Items from a labeling collection
● ● ●

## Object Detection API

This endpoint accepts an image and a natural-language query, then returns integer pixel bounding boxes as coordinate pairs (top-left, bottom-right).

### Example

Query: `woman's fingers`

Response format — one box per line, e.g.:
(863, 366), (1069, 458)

● ● ●

# DIRECTIVE
Can you reproduce the records above with "endpoint" swapped for "service" everywhere, leaving every other word unchanged?

# FINAL ANSWER
## Object Detection API

This service accepts an image and a natural-language query, then returns integer pixel bounding boxes as coordinate pairs (top-left, bottom-right).

### Example

Query: `woman's fingers`

Response format — one box per line, e.g.:
(863, 366), (1069, 458)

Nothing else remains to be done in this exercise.